***** Extrait du texte *****
Guillermo Del Toro (Le Labyrinthe de Pan)

Flavien Bellevue | 20 octobre 2006
Flavien Bellevue | 20 octobre 2006

Après avoir brillamment donné vie à l'écran à l'un de ses comic books préférés et projet de longue date, Hellboy, Guillermo Del Toro revisite, une nouvelle fois, la guerre d'Espagne avec Le Labyrinthe de Pan. Mêlant à la fois le conte de fées et le fascisme, le réalisateur mexicain renoue avec des thèmes qui lui sont chers et qu'il avait déjà explorés avec brio dans L'Echine du diable. Des origines aux multiples influences qui jalonnent sa dernière œuvre, en passant par un sacré regard sur la vie, Guillermo Del Toro nous livre sa vision du monde et de son univers. Rencontre avec un réalisateur aussi jovial qu'expansif. 

N.B : Cette interview contient quelques informations sur certains points du film dont la fin que certains d'entre vous préfèreront découvrir en salles.

 

Comment êtes-vous revenu à ce projet ?
Juste après Blade 2 et Hellboy, j'ai ressenti le besoin de refaire un film en espagnol. Je n'avais que quelques idées au départ dont certaines venaient du scénario d'origine de L'Echine du diable. J'ai donc repensé à ce projet et je pensais qu'il irait de pair avec L'Echine du diable. Ce dernier juxtaposait la guerre civile d'Espagne et des fantômes tandis que Le Labyrinthe de Pan oppose le fascisme et les contes de fées. Ce sont des mélanges bien étranges et j'aime faire des films de ce genre et, qui plus est, que je ne peux pas faire aux Etats-Unis.

 


Vous êtes mexicain mais vous semblez vous intéresser plus à la guerre civile espagnole, pourquoi ?
Le Mexique a eu une relation particulière avec l'Espagne durant cette période. Les deux pays ont été très proches à ce moment. Le Mexique a envoyé des armes, des espagnols se sont réfugiés là-bas…notre culture a été influencée par les immigrés espagnols. En grandissant, je suis devenu proche d'un de ces immigrés qui était un historien du cinéma. Il est devenu une sorte de figure paternelle, mon mentor. Si vous ajoutez à cela les bédés de Carlos Gimenez qui étaient très populaires au Mexique, vous avez là mes principales influences. Je me rappelle également que j'aimais lire Fluide glacial même si je ne parle pas français, je le lis. Je pleurais donc en lisant les histoires d'enfance de Gimenez durant la guerre. C'est pour cela que j'avais fait L'Echine du diable car il donnait un point de vue d'enfants. Peu de gens parlent de la guerre civile d'Espagne de ce point de vue là et j'aime beaucoup quand un film prend cette voie comme La Langue des papillons (1999) de Jose Luis Cuerda et mon préféré, L'Esprit de la ruche (1973) de Victor Erice (NDLR sorti récemment chez Criterion en zone 1, cf. news).

 

Pourquoi avez-vous choisi cette période de l'histoire d'Espagne plutôt que la révolution mexicaine ?
***** Lignes de données *****
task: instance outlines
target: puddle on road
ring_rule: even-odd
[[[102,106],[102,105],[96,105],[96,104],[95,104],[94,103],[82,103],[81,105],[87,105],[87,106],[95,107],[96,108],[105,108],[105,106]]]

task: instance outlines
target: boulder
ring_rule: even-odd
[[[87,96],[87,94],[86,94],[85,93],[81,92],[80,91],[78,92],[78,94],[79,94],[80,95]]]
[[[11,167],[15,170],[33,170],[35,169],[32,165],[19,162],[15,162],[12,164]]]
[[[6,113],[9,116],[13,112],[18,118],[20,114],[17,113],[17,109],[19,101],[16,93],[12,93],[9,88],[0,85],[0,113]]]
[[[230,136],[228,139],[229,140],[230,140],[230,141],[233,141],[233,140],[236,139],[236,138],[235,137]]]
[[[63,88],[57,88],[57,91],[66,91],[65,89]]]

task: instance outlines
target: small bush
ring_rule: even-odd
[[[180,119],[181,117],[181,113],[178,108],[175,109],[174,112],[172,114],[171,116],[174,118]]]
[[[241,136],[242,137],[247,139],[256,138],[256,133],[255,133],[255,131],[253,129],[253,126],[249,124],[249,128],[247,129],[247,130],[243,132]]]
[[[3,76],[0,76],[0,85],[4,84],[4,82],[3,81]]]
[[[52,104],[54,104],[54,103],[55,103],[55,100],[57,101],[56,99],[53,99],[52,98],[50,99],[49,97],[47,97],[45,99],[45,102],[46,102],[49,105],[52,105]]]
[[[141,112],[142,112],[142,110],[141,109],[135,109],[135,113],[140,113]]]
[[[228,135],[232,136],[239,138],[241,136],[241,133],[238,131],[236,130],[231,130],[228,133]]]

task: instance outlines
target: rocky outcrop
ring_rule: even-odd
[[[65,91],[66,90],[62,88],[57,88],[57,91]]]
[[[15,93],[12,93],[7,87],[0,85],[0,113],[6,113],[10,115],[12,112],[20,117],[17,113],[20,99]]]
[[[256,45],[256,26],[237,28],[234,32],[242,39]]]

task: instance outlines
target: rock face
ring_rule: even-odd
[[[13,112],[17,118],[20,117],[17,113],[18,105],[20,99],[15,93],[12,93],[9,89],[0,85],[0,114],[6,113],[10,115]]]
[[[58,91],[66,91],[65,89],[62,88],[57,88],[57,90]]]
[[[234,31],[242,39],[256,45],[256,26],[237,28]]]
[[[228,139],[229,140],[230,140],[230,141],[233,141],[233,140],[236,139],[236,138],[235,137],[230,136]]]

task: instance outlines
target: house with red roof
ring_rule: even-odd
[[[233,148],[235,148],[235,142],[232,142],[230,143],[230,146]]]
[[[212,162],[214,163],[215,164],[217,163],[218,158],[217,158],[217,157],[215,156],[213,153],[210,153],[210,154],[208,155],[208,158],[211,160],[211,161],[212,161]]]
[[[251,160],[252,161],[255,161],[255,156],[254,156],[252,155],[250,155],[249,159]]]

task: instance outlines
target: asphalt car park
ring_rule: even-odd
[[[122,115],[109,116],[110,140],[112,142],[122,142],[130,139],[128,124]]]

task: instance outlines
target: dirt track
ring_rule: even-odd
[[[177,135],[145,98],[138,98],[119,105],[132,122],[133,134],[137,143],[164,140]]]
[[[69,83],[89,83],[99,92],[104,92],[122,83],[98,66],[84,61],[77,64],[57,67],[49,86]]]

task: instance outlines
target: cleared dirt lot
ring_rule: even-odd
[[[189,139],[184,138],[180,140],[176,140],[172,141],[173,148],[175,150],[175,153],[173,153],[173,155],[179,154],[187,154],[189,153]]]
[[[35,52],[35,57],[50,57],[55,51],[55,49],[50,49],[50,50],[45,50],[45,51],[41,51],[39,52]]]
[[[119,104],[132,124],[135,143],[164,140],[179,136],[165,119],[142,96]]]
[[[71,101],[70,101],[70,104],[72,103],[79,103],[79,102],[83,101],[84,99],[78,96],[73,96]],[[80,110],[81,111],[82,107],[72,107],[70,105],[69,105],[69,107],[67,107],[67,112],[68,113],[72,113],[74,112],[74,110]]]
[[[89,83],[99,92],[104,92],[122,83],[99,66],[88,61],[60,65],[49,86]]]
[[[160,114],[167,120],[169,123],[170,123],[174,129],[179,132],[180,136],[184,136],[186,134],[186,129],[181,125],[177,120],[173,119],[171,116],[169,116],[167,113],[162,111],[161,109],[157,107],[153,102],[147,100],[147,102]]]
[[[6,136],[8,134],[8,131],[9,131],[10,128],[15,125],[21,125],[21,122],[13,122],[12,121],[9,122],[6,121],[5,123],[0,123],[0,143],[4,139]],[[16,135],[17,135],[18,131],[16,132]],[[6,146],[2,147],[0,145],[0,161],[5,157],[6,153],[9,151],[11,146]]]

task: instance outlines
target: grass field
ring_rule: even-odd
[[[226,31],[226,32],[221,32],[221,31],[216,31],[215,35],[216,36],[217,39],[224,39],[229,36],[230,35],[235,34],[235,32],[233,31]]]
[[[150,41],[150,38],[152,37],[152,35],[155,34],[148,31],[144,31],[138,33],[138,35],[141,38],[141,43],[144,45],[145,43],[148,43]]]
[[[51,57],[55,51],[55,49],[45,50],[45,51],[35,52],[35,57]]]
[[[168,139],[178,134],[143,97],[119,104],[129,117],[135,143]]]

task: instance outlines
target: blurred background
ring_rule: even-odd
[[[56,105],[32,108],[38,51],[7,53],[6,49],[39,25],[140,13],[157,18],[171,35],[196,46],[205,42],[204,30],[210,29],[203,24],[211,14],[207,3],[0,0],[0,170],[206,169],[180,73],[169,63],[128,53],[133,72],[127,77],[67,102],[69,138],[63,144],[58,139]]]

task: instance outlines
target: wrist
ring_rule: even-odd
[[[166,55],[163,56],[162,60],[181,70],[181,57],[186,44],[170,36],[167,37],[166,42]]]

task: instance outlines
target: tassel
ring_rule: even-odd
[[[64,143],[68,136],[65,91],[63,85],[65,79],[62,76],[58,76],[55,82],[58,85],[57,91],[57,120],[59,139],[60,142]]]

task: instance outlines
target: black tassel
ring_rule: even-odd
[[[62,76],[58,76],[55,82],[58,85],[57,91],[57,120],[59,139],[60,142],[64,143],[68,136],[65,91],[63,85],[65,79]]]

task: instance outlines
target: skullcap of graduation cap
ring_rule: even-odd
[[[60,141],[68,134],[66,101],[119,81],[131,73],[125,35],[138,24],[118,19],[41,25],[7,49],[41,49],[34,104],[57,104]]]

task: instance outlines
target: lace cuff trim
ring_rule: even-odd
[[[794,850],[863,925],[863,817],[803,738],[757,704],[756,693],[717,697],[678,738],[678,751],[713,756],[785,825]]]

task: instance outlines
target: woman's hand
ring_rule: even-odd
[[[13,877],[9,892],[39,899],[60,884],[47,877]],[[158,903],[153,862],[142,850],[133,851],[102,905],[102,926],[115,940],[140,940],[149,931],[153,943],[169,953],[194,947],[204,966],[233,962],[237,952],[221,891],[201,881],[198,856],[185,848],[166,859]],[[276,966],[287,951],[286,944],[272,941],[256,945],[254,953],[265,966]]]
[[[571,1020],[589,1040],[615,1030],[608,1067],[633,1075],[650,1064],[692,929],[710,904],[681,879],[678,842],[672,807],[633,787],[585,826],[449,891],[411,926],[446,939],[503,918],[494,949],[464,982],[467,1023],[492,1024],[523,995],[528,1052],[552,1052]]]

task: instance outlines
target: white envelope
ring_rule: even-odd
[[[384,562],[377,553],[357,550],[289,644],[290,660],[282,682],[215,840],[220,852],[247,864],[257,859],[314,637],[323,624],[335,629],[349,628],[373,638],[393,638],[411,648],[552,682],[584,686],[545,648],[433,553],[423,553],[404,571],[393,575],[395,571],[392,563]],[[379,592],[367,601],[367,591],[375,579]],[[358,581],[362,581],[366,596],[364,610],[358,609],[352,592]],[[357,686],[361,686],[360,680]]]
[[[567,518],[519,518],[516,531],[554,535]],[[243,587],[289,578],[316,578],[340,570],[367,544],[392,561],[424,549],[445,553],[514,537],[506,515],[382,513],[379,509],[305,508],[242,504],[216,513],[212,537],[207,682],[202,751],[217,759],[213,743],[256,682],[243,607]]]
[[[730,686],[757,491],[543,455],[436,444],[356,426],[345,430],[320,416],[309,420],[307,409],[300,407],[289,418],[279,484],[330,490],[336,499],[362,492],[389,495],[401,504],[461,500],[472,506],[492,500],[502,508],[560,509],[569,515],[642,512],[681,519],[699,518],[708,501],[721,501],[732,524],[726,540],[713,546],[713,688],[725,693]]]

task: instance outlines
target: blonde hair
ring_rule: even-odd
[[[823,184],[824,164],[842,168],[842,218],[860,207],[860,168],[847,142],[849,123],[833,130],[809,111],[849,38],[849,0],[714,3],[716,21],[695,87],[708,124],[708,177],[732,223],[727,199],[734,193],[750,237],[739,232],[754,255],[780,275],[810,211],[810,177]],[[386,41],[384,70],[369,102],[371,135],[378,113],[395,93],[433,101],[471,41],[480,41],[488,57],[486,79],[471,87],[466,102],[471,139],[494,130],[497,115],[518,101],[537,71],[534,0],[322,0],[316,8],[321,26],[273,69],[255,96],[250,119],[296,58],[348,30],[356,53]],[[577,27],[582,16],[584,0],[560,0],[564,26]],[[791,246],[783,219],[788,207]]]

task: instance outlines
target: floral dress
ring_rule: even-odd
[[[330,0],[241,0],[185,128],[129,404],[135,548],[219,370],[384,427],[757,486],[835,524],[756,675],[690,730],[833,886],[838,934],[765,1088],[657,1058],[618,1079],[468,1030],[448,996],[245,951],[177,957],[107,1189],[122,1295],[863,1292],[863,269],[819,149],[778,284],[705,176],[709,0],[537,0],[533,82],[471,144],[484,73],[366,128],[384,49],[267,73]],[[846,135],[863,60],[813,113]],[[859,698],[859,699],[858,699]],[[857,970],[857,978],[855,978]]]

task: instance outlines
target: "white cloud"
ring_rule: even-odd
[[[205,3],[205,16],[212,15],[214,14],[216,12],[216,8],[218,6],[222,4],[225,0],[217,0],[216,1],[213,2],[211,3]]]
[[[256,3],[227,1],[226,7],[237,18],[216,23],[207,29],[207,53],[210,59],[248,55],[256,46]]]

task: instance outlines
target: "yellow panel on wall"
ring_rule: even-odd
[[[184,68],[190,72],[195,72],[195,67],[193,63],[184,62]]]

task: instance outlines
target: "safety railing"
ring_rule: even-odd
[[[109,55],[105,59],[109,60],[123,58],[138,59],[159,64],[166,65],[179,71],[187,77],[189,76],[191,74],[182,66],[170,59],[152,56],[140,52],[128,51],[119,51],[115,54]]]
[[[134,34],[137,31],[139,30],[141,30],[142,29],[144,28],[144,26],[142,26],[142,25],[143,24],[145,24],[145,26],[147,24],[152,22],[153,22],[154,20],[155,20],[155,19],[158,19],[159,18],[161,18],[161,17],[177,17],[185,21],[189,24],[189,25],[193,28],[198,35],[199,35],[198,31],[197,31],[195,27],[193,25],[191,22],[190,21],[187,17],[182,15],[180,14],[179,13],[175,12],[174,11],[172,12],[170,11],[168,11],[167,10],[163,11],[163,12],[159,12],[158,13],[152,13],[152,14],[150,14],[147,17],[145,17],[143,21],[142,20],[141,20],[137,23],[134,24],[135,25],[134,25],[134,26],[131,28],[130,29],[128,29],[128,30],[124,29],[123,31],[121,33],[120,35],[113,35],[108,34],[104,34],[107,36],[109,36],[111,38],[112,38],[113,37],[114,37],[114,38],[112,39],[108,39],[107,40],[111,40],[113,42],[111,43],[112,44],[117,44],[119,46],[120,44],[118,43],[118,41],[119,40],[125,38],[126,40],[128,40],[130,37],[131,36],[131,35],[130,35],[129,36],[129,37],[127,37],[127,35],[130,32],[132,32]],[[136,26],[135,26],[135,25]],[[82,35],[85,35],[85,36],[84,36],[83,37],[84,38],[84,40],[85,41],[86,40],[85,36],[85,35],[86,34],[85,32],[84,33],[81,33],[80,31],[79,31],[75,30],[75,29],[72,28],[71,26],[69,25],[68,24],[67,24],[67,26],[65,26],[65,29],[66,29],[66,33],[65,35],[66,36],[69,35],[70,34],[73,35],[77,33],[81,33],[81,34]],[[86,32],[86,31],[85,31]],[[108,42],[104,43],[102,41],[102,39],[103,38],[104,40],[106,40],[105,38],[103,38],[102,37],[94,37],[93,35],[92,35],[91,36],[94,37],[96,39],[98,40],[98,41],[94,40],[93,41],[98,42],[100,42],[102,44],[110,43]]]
*****
Consignes >>
1 > Indiquez si chacune des affirmations suivantes concorde avec l'entretien avec Guillermo Del Toro, en répondant par oui ou non et en citant textuellement le passage qui tranche. (a) Après Blade 2 et Hellboy, le réalisateur a voulu tourner de nouveau un film en espagnol. (b) Le réalisateur affirme parler français. (c) L'Esprit de la ruche de Victor Erice est son film préféré parmi ceux qui abordent la guerre civile espagnole du point de vue des enfants.
2 > Rédigez la suite de l'entretien avec Guillermo Del Toro, à partir de sa dernière phrase.
Les entrées ne servent pas pour ce travail.

Réponses >>
1 >
(a) Oui : « Juste après Blade 2 et Hellboy, j'ai ressenti le besoin de refaire un film en espagnol. »
(b) Non : « même si je ne parle pas français, je le lis. »
(c) Oui : « mon préféré, L'Esprit de la ruche (1973) de Victor Erice »

2 >
Tout simplement parce que la révolution mexicaine est l'événement historique le plus difficile à cerner. Ce n'est pas untel contre untel mais lui contre untel, untel contre eux etc. C'est une révolution chaotique, vous pouvez en dire autant pour n'importe quelle autre guerre mais la guerre d'Espagne me paraît plus claire que la révolution mexicaine. D'un point de vue extérieur, cela me paraît un peu plus « noir et blanc » bien que dans les conflits rien n'est « noir et blanc » mais la structure de cette guerre permettait de faire un choix qui est le conte de fées. Le conte de fées en tant que choix et responsabilité tandis que le fascisme est la destruction de ce pouvoir de choisir. La révolution mexicaine n'est pas contre le fascisme mais contre le pouvoir de l'Eglise, c'est pour la terre, la liberté, ce n'est pas exactement la même chose.

 


Que pensez vous alors des films traitant de la révolution mexicaine comme La Horde sauvage de Sam Peckinpah par exemple ?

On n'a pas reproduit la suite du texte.